Parts of the exercise.
**A.** In the reader letters below, which issue of each month will carry "Young People Ask . . ."?
**B.** Extend the reader letters below, starting after the last sentence shown.

Passage.
########

From Our Readers
Menopause Thank you from the bottom of my heart for the series “A Better Understanding of Menopause.” (February 22, 1995) I am 43 years old, and you gave me satisfactory answers to my questions. Two women who work with me asked for copies, but I had to lend them my personal copy. Our congregation had run out of them!
M. H. S., Brazil
The articles opened my mind and heart to see what kind of a change my mother is going through. I hope I can continue to understand this change in her life and be more helpful.
A. K., United States
I am 47 years old, and until I received that issue of Awake!, I had no understanding of the subject, even after consulting doctors. You have helped me to understand that these changes are natural. I am ready now to cope with the problems.
E. M., Sierra Leone
I recently attended a three-hour seminar on this subject. It was put on by the education departments of two major hospitals. The program was very informative, but I learned more in 30 minutes by reading Awake! than I learned in three hours at the seminar.
J. B., United States
Missing Articles? I am an 11-year-old girl. I found out that you are no longer printing the “Young People Ask . . .” series. Why is that? I really enjoyed that section. Some of the questions applied to me, and I liked reading them! It was the first thing I looked for when we got the Awake! I’m sure that other kids feel the same way. Are you going to print that section in the future?
E. K., United States
“Young People Ask . . .” will continue to be published once a month. It will appear in the issue dated the 22nd of each month. Since the series began in 1982, over 300 articles have been published in this series. We encourage our young readers to look over some of these older articles. Be assured, though, of our continued interest in the problems of young ones.—ED.

########

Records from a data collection
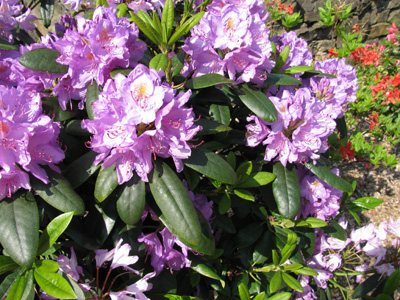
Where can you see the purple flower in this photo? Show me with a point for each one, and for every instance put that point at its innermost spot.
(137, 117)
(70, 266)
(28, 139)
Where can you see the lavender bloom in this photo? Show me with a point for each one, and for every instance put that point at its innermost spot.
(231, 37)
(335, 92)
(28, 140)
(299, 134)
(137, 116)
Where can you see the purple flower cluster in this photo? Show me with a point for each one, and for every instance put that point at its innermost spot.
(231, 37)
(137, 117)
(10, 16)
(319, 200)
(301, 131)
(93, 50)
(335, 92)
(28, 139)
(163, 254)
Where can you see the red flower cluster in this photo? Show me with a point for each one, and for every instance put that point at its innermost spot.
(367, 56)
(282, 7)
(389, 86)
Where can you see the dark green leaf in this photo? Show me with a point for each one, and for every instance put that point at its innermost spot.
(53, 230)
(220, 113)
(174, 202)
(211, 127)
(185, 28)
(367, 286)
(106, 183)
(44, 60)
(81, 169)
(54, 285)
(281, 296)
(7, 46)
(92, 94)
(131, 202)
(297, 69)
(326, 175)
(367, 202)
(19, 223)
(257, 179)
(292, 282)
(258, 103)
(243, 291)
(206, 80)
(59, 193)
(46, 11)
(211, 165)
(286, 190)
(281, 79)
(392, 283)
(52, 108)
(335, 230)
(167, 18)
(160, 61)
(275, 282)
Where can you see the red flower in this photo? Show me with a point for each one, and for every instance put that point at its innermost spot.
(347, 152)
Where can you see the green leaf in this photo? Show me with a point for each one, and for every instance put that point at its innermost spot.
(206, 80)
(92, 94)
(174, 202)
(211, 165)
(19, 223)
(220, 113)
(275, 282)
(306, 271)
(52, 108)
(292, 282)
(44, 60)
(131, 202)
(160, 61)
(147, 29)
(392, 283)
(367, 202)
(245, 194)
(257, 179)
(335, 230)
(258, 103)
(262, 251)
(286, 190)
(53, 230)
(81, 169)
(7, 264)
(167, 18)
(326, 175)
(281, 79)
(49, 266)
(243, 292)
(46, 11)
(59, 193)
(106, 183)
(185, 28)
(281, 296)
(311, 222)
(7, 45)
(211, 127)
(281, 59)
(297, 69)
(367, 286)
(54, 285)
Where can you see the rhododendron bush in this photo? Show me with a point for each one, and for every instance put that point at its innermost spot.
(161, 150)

########

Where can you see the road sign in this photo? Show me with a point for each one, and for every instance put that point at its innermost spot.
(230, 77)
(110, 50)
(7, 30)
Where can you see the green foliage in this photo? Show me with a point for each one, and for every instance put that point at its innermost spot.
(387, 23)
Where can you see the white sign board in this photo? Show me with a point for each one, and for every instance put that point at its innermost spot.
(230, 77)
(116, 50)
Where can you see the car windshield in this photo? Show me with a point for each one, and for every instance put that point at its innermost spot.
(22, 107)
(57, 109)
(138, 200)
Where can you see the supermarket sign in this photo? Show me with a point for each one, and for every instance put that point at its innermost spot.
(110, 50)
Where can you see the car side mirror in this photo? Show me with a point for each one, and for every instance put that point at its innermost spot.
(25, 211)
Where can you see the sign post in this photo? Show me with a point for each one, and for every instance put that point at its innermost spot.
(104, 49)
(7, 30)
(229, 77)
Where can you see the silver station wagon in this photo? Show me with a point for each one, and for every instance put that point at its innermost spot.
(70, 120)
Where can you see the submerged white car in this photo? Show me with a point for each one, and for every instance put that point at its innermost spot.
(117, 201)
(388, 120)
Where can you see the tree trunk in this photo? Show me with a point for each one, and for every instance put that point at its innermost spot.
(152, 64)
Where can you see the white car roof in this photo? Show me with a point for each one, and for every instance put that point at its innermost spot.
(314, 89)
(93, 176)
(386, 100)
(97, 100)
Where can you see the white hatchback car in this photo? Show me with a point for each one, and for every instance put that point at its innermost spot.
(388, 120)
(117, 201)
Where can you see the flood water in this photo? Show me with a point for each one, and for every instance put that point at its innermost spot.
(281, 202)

########

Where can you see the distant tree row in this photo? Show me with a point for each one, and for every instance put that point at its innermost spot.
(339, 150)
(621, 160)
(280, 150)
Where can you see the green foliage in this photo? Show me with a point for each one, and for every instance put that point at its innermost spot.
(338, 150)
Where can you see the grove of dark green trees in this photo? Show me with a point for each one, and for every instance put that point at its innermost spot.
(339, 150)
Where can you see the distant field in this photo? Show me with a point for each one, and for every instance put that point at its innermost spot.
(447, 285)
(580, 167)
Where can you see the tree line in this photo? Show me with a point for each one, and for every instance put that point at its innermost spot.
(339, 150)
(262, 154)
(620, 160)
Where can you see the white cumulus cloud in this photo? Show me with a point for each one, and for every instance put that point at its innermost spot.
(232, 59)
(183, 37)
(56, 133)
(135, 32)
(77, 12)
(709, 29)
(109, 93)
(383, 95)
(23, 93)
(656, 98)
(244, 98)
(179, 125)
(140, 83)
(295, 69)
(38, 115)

########

Written answers.
**A.** It will appear in the issue dated the 22nd of each month.

**B.**
Inquisition In your article “The Inquisition in Mexico—How Did It Happen?” (October 8, 1994), you referred to “king of the Aztecs, Netzahualcóyotl.” However, Netzahualcóyotl was not a king of the Aztecs but king of the Chichimec.
E. R. C. L., Mexico
Netzahualcóyotl was indeed Chichimecan, not Aztec. Interestingly, though, some reference works, such as the “Nueva Enciclopedia Cultural IEPSA,” do refer to him as “king of the Aztecs.” As the book “Historia de México” explains, Netzahualcóyotl ruled “in alliance with the Aztecs,” who already dominated the Chichimecan people.—ED.
“Prodigal” Youths I can’t begin to express to you the spiritual uplift I received upon reading the article “Young People Ask . . . How Can I Straighten Out My Life?” (January 8, 1995) It gave me the courage to pray to Jehovah and ask his forgiveness for the sins I have committed in the past. Before reading this article, day and night my heart grieved over these sins. Many nights I would lie in bed and feel that suicide was the only answer. I now know that Jehovah’s principles are for our benefit, and I will learn from my past mistakes.
Q. B., United States
As a youth, I left Jehovah and his organization. Even though I have been back now for almost five years, I sometimes felt that Jehovah would never forgive me fully. I now know that I was wrong; the deep, nagging feeling of doubt inside has finally subsided.